[START Text shown]

Hugh B. Brown later says, “I wanted to tell you that oft-repeated story because there are many of you who are going to have some very difficult experiences: disappointment, heartbreak, bereavement, defeat. You are going to be tested and tried to prove what you are made of. I just want you to know that if you don’t get what you think you ought to get, remember, “God is the gardener here. He knows what he wants you to be.” Submit yourselves to his will. Be worthy of his blessings, and you will get his blessings.” 


Isaiah 55:8-9 reads, “For my thoughts are not your thoughts, neither are your ways my ways, saith the Lord. For as the heavens are higher than the earth, so are my ways higher than your ways, and my thoughts than your thoughts.”


And I love what it says in the New Living Translation: “My thoughts are nothing like your thoughts,” says the LORD. “And my ways are far beyond anything you could imagine.”


I am so grateful for a loving Heavenly Father who knows me, and who has a plan for me, greater than anything I could imagine. 


Recently Elder Uchtdorf said, “In a way, we are seeds. And for seeds to reach their potential, they must be buried before they can sprout. It is my witness that though at times we may feel buried by the trials of life or surrounded by emotional darkness, the love of God and the blessings of the restored gospel of Jesus Christ will bring something unimaginable to spring forth.”


I want to finish with a quote from my grandma, who passed away 2 years ago this week. She had a blog with some amazing stories. I won’t share the whole story, but I love her testimony of our Father’s love.

[END Text shown]
[START Source data]

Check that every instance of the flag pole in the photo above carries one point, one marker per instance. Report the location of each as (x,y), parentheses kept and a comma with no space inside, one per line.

[END Source data]

■ Tasks to complete ■
A: In the talk about God as the gardener, what does Elder Uchtdorf say seeds must do before they can sprout?
B: Write the next part of the talk about God as the gardener, picking up after its final sentence.

■ Exercise results ■
A: They must be buried.

B:
She says, “Have you ever been blessed with a miracle? I was blessed with one not long after we were baptized. When it happened I knew that absolutely, somehow, from another place not of this sphere, someone cared enough about me to actually step in.”


After sharing her story of this miracle, she concludes with her testimony, “When I look back after all these years my heart fills with gratitude. I think of some of the lessons that very miracle taught this raggedy old convert. He IS our Father. He knows us and our struggles. He loves us. After we’ve done all we can, help will come. If we try to understand what’s right and do the right thing, help will come. We are not alone.


Miracles happen.”


Brothers and Sisters. I add my testimony to hers. God is good. I know this church is true. I know that if we study the words of the prophets, ancient and modern, we will come closer to God and be more like Jesus Christ. I know that all things testify of Christ. I know that if we keep our eyes open we can find important eternal truths all around us, even in the midst of a bunch of houseplants. And just like houseplants need water to live, we need the Living Water, even Jesus Christ. 


In the name of Jesus Christ, amen.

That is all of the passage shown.